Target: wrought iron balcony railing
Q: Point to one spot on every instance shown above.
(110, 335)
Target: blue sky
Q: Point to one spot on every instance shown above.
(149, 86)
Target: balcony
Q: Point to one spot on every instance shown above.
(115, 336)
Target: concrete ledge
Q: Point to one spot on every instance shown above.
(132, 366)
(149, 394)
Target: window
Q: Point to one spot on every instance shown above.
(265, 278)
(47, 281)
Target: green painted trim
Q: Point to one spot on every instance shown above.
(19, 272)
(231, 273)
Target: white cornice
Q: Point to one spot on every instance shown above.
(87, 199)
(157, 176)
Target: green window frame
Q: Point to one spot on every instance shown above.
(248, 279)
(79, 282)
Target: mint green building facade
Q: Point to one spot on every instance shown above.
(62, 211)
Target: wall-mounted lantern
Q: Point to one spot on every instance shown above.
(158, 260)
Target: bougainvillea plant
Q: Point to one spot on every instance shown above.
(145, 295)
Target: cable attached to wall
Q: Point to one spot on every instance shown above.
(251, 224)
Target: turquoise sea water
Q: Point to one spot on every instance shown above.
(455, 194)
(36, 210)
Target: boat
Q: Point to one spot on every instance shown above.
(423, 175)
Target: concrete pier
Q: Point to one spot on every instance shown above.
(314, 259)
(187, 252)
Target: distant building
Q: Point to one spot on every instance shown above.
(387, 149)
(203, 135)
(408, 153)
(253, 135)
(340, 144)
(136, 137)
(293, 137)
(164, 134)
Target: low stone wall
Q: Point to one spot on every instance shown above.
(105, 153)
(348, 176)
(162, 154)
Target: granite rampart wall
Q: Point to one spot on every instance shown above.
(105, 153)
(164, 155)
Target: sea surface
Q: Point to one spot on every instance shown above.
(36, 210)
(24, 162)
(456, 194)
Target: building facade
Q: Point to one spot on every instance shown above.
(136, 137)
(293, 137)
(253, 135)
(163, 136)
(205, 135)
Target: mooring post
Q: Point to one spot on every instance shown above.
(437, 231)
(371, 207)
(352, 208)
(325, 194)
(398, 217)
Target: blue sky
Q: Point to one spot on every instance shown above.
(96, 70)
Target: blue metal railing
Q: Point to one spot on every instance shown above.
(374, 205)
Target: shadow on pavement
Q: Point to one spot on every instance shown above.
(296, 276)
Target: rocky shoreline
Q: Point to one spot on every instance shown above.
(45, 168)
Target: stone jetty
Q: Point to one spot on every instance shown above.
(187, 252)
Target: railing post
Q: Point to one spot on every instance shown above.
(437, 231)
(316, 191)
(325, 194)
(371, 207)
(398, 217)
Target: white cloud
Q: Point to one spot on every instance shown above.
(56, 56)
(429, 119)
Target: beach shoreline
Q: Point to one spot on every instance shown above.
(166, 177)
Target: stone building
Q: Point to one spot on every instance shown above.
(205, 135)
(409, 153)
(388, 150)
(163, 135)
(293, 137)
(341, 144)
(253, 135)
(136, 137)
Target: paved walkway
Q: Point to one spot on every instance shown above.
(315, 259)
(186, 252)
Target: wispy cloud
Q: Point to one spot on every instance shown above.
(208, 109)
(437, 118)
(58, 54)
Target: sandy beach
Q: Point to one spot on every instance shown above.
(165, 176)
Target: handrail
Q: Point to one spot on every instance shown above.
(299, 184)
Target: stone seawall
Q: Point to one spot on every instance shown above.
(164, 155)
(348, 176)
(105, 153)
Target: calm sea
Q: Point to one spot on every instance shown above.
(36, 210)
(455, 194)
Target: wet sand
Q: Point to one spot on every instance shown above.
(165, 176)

————

## EXERCISE BRIEF
What are the lines above, starting at the one with "Target: granite rampart wall" and ending at the one with "Target: beach shoreline"? Give them again exactly, and only them.

## RESULT FOR THIS EXERCISE
Target: granite rampart wall
Q: Point to one spot on every instance shown above.
(105, 153)
(164, 155)
Target: sea surface
Q: Point to one spot on every instance shown above.
(36, 210)
(24, 162)
(456, 194)
Target: building facade
Q: Point to one spot on every instance shown above.
(136, 137)
(293, 137)
(253, 135)
(163, 136)
(205, 135)
Target: mooring post
Q: Point to one spot on every instance shown above.
(437, 231)
(371, 207)
(352, 208)
(325, 194)
(398, 217)
Target: blue sky
Q: Point to one spot on every instance shown above.
(96, 70)
Target: blue metal railing
Q: Point to one spot on every instance shown above.
(374, 205)
Target: shadow on pavement
Q: Point to one spot on every instance shown above.
(296, 276)
Target: rocky shoreline
Q: Point to one spot on every instance shown above.
(45, 168)
Target: stone jetty
Q: Point to one spot on every instance shown above.
(187, 252)
Target: railing post
Q: Point to one spot on every instance shown above.
(437, 231)
(316, 191)
(325, 194)
(371, 207)
(398, 217)
Target: white cloud
Q: Point to one spot on every instance shown above.
(56, 56)
(429, 119)
Target: beach shoreline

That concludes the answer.